Excerpt to read
* * *

Scientific classification
- Kingdom: Plantae
- Clade: Embryophytes
- Clade: Tracheophytes
- Clade: Spermatophytes
- Clade: Angiosperms
- Clade: Magnoliids
- Order: Magnoliales
- Family: Annonaceae
- Genus: Pseuduvaria
- Species: P. borneensis
- Binomial name: Pseuduvaria borneensis Y.C.F.Su & R.M.K.Saunders

= Pseuduvaria borneensis =

- Genus: Pseuduvaria
- Species: borneensis
- Authority: Y.C.F.Su & R.M.K.Saunders
- Conservation status: LC

Species of plant in the soursop family

Pseuduvaria borneensis is a species of flowering plant in the family Annonaceae. It is a tree endemic to Borneo. Yvonne Chuan Fang Su and Richard M.K. Saunders, the botanists who first formally described the species, named it after the regions of Borneo where it is distributed including East Kalimantan, Sabah and Sarawak.

* * *

Data for analysis
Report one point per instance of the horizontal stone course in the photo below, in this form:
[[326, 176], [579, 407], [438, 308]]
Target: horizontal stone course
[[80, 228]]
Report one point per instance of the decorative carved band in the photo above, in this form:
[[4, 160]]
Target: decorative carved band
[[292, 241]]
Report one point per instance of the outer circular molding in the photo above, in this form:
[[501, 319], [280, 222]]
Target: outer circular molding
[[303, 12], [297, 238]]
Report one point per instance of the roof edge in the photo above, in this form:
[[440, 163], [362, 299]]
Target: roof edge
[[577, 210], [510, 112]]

* * *

Problem statement
Reproduce the Pseuduvaria borneensis text in full, keeping every line, heading, and character unchanged.

Your response
Scientific classification
- Kingdom: Plantae
- Clade: Embryophytes
- Clade: Tracheophytes
- Clade: Spermatophytes
- Clade: Angiosperms
- Clade: Magnoliids
- Order: Magnoliales
- Family: Annonaceae
- Genus: Pseuduvaria
- Species: P. borneensis
- Binomial name: Pseuduvaria borneensis Y.C.F.Su & R.M.K.Saunders

= Pseuduvaria borneensis =

- Genus: Pseuduvaria
- Species: borneensis
- Authority: Y.C.F.Su & R.M.K.Saunders
- Conservation status: LC

Species of plant in the soursop family

Pseuduvaria borneensis is a species of flowering plant in the family Annonaceae. It is a tree endemic to Borneo. Yvonne Chuan Fang Su and Richard M.K. Saunders, the botanists who first formally described the species, named it after the regions of Borneo where it is distributed including East Kalimantan, Sabah and Sarawak.